-- What needs to be done --
Write each line exactly, from the line that holds "background and record integer pixel coordinates." through the final line of the material, and no other line.

-- Provided material --
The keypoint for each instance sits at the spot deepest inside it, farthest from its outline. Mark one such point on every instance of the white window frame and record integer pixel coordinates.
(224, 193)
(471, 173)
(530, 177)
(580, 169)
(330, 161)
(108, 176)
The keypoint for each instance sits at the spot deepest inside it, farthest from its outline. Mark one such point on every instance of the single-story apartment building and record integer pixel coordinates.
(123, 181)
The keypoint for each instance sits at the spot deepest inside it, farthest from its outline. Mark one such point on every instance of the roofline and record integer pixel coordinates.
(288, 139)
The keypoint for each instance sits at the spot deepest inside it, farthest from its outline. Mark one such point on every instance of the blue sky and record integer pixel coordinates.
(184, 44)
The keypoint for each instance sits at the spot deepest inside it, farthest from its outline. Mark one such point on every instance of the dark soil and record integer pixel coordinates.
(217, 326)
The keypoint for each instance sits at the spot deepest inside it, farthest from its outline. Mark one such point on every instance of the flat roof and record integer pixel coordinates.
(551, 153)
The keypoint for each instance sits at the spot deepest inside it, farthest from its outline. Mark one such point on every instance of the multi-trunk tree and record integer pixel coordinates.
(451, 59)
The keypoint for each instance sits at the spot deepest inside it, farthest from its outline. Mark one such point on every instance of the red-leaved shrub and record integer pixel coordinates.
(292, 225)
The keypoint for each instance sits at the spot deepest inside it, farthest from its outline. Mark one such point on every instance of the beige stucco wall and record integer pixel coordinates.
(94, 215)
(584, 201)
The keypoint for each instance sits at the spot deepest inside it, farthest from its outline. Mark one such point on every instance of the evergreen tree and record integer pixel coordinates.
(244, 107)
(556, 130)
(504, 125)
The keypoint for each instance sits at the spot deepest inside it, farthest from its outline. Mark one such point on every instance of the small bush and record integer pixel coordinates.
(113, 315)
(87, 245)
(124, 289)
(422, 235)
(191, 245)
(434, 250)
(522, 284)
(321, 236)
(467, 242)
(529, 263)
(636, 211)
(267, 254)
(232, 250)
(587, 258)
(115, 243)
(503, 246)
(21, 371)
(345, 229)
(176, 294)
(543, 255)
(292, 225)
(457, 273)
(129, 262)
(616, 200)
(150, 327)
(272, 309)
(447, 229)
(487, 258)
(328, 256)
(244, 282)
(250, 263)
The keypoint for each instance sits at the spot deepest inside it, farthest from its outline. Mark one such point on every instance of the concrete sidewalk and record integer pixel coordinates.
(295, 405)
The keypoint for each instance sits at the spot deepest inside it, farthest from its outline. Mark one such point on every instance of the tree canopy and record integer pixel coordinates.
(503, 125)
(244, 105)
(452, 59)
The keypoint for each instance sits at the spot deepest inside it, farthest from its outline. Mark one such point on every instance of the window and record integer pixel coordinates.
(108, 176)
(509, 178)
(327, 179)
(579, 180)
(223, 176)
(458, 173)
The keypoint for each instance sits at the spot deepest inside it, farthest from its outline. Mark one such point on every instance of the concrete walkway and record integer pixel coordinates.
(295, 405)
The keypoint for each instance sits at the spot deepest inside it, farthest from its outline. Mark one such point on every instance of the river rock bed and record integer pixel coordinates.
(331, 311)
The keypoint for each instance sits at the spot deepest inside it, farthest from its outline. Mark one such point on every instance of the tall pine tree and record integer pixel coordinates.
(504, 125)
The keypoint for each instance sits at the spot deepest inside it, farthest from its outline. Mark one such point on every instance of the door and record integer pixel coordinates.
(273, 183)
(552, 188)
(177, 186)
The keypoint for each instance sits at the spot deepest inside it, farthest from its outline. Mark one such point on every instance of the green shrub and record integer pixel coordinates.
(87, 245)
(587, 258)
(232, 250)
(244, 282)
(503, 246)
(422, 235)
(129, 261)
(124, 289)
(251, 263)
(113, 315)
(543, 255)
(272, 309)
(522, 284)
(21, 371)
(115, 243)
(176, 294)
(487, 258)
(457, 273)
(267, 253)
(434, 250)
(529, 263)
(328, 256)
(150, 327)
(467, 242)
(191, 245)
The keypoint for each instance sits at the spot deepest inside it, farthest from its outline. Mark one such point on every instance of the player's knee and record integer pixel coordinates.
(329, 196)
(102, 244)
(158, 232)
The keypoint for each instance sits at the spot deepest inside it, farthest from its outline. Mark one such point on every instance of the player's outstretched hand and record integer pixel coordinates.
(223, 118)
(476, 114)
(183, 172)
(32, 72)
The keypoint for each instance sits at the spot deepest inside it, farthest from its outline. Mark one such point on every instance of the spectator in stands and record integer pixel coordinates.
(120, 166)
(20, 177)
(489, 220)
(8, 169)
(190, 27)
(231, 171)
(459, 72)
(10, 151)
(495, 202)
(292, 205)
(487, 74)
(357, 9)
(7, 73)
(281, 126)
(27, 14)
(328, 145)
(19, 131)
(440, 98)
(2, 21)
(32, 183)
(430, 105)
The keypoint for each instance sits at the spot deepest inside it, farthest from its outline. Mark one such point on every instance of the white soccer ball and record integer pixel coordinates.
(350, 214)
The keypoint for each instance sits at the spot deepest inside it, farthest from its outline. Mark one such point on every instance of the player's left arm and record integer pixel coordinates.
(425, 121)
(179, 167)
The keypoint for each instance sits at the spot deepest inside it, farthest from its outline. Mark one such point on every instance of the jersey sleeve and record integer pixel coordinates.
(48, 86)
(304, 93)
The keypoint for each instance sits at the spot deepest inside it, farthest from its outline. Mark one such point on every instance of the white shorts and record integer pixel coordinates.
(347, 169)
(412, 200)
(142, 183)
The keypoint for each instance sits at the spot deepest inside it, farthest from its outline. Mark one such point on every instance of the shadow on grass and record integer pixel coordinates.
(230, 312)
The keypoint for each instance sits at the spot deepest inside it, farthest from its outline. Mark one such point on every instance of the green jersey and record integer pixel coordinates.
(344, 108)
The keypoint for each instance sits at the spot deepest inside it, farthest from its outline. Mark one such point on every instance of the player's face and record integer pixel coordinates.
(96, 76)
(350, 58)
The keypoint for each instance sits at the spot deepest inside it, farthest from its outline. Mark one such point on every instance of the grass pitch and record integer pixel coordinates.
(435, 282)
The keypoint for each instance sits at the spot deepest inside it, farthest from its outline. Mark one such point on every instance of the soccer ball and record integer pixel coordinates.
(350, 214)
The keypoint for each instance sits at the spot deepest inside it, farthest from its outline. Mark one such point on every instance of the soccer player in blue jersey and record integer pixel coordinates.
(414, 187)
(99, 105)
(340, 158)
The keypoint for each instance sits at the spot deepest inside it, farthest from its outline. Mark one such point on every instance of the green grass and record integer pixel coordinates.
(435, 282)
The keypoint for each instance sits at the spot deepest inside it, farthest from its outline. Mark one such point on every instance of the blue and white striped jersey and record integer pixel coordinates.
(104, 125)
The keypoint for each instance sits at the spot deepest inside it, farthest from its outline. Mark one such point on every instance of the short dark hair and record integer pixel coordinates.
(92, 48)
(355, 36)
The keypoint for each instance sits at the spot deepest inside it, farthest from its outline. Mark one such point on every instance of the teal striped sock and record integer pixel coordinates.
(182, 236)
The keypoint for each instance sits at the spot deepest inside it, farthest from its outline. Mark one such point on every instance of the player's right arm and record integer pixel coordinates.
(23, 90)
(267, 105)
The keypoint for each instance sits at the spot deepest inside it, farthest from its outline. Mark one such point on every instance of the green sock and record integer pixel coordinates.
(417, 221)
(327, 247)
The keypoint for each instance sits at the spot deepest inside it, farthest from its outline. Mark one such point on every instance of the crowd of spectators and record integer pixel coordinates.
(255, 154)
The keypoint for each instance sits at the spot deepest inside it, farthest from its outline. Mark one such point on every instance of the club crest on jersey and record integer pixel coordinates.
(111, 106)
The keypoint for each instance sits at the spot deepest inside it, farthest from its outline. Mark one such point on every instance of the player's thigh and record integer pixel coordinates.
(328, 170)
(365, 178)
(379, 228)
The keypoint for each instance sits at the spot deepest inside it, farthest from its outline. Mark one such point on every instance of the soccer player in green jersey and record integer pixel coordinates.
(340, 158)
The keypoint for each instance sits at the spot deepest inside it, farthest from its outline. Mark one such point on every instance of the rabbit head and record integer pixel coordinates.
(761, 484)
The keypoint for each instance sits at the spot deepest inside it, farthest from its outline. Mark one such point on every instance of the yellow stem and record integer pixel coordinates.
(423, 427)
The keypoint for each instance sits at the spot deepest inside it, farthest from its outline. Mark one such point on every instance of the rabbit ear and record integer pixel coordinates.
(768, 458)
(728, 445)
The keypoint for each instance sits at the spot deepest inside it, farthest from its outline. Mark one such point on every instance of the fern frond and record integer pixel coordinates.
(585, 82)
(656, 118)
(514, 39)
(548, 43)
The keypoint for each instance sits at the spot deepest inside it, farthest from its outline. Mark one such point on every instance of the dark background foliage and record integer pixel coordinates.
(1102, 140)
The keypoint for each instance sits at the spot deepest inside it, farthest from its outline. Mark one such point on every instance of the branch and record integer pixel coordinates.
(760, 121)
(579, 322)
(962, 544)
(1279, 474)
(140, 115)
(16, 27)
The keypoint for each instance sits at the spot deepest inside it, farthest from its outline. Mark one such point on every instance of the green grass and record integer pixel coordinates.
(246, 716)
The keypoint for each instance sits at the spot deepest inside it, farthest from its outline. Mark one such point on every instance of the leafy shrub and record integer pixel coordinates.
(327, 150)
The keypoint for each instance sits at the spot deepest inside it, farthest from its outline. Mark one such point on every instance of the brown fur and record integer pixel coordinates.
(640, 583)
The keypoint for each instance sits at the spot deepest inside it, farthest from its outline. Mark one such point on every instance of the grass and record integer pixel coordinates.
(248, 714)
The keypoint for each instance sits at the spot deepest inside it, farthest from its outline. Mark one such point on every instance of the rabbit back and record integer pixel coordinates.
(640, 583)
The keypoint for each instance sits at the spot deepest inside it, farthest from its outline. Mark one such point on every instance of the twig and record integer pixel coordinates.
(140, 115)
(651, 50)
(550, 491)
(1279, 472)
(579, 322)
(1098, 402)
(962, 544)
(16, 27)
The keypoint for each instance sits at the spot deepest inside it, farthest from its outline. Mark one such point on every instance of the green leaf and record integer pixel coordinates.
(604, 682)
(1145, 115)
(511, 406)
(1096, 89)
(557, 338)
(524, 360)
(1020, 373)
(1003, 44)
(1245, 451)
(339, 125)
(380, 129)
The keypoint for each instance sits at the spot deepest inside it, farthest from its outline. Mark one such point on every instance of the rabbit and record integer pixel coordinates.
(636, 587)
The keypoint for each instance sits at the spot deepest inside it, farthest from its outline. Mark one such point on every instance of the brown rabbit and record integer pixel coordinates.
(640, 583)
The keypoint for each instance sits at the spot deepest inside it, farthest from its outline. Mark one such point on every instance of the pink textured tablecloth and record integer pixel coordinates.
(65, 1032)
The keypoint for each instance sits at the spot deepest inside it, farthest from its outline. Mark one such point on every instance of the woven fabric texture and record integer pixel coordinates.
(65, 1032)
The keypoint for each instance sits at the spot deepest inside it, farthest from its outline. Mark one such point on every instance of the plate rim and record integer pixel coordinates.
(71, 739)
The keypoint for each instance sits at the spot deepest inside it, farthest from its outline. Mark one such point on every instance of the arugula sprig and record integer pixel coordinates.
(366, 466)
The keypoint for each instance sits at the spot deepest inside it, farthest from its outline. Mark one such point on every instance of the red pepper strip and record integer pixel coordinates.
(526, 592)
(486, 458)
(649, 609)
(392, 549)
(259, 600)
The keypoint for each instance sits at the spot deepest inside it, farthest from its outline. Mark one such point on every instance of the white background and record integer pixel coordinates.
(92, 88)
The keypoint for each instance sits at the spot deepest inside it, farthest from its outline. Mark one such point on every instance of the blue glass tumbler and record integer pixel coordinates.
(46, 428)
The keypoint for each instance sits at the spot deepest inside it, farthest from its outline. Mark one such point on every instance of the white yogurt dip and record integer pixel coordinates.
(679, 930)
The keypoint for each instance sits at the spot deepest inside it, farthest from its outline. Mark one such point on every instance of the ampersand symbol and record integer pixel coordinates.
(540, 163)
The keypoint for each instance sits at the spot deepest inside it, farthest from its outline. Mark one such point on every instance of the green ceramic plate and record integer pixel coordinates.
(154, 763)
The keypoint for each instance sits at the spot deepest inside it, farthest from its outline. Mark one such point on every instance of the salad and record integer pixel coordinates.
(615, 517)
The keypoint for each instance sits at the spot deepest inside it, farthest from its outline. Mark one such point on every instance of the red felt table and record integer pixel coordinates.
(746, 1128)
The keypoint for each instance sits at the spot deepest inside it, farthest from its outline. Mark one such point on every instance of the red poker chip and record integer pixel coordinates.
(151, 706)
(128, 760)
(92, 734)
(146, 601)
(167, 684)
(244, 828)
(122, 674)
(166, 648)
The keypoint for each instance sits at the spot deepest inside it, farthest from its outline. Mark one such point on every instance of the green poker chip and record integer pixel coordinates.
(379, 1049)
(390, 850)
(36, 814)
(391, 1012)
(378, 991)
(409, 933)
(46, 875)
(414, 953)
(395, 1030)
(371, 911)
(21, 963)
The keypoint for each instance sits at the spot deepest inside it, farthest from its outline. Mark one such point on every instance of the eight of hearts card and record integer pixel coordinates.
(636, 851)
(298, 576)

-- Written solution --
The keypoint for each instance sits at the spot deepest inside it, farthest from its outline. Mark one such point on every instance of the white background and record integer pixel coordinates.
(92, 88)
The keypoint for each instance sits at the spot deepest inside it, farthest from its outline. Mark one such point on every instance of the blue glass tumbler and record integer pixel coordinates.
(46, 428)
The keypoint for each instance sits at the spot deepest inside it, farthest from its outline. Mark one such point on every instance of the white yogurt dip and record integer pixel coordinates.
(679, 930)
The keypoint for each instance sits at the spot deepest inside it, farthest from its outline. Mark one such point on every instance of the ampersand symbol and record integer pixel coordinates.
(540, 163)
The keypoint for each instance sits at the spot deepest inside it, farthest from its outline. Mark one such point on every instance of the green ceramic plate and record integer pixel coordinates.
(154, 763)
The keypoint for each instance sits at the spot deepest inside it, farthest from its outline. Mark one such point on every instance of the salad and record integer pixel coordinates.
(615, 517)
The keypoint for each instance sits at the spot deepest inside it, farthest from its outline. Mark one such point on every instance of the red felt table and record integer pixel coordinates.
(746, 1128)
The keypoint for each instance sits at the spot deepest inside it, farthest from its outline. Mark one such point on every instance of the red poker chip and record integer pixel coordinates.
(151, 706)
(128, 760)
(92, 734)
(146, 601)
(167, 684)
(244, 828)
(122, 674)
(166, 648)
The keypoint for each instance sits at the spot deepest inside it, farthest from its outline. Mark one such point on every instance of the green poker chip and record integer pixel coordinates.
(379, 1049)
(390, 850)
(36, 814)
(391, 1012)
(378, 991)
(409, 933)
(46, 875)
(414, 953)
(395, 1030)
(371, 911)
(21, 963)
The keypoint for each instance sits at the spot deepest inside it, farthest from its outline. Mark one such point on every instance of the eight of hearts card and record integer pixel coordinates.
(636, 851)
(298, 576)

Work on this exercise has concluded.